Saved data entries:
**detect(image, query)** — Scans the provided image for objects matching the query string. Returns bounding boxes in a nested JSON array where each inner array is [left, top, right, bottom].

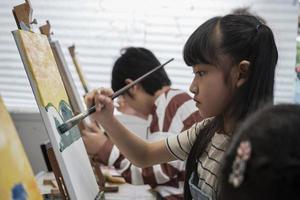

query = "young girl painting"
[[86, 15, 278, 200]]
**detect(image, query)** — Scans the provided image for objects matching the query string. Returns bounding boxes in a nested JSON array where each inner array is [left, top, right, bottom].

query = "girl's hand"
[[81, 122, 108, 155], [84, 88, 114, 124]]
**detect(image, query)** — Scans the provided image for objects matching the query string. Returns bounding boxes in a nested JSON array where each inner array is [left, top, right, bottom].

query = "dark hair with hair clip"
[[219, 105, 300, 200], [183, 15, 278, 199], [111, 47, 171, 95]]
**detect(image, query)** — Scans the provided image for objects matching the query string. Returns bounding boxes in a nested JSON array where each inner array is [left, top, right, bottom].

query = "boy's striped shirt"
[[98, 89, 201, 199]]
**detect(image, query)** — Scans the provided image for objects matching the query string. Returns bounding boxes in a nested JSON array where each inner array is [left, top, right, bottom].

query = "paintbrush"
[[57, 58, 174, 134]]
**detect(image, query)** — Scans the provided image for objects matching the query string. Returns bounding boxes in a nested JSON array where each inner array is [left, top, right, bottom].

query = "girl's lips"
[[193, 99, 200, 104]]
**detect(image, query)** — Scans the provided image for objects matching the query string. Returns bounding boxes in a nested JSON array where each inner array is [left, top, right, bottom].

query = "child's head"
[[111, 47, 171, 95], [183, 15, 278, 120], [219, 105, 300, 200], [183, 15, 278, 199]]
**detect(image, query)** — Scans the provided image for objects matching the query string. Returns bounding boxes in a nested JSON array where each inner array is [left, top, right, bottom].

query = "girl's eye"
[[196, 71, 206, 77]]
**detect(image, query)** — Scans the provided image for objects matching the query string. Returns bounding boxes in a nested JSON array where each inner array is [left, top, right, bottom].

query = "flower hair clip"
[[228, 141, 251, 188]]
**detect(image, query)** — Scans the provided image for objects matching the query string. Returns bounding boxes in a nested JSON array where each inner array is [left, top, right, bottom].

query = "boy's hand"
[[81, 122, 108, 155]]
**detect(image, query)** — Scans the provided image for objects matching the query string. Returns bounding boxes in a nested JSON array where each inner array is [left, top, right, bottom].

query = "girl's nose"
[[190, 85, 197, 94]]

Objective ->
Rescale the lines from the start of the saved data entries through the line that contains "[[57, 58, 174, 134]]", and reproduce each of those lines in full. Multiply every bounding-box coordinate in the answers by 1.75, round to whole numbers with halves rounded up, and leave the pictures out.

Exercise output ->
**detect(image, query)** — Scans the provided image for objects matching the query string. Returns bounding boxes in a nested JSON array where each inner array is [left, top, right, bottom].


query = "young girl painting"
[[151, 26, 487, 350]]
**detect(image, query)** — Scans the provided image for objects matching the query string. Returns bounding boxes in a nested JSON array where each inner array is [left, top, right, bottom].

query = "girl's hand"
[[142, 214, 189, 271], [147, 154, 200, 217]]
**detect(image, query)** — Scans the provided image for objects matching the query string. Returns bounding boxes in a nested JSON array where each inner array is [left, top, right, bottom].

query = "dark hair with hair clip"
[[383, 184, 525, 350], [320, 26, 487, 348], [194, 82, 299, 166]]
**detect(image, query)** — Scans the provided image for objects matching the query string. Returns bounding boxes in a nested JSON array where each inner array is [left, top, right, bottom].

query = "boy's striped shirt"
[[172, 156, 352, 348]]
**detect(image, query)** — Scans the provided image for objects matching the query string. Returns bounding boxes in a nested JSON array where each inner array is [left, top, right, bottom].

query = "paintbrush"
[[100, 102, 305, 235]]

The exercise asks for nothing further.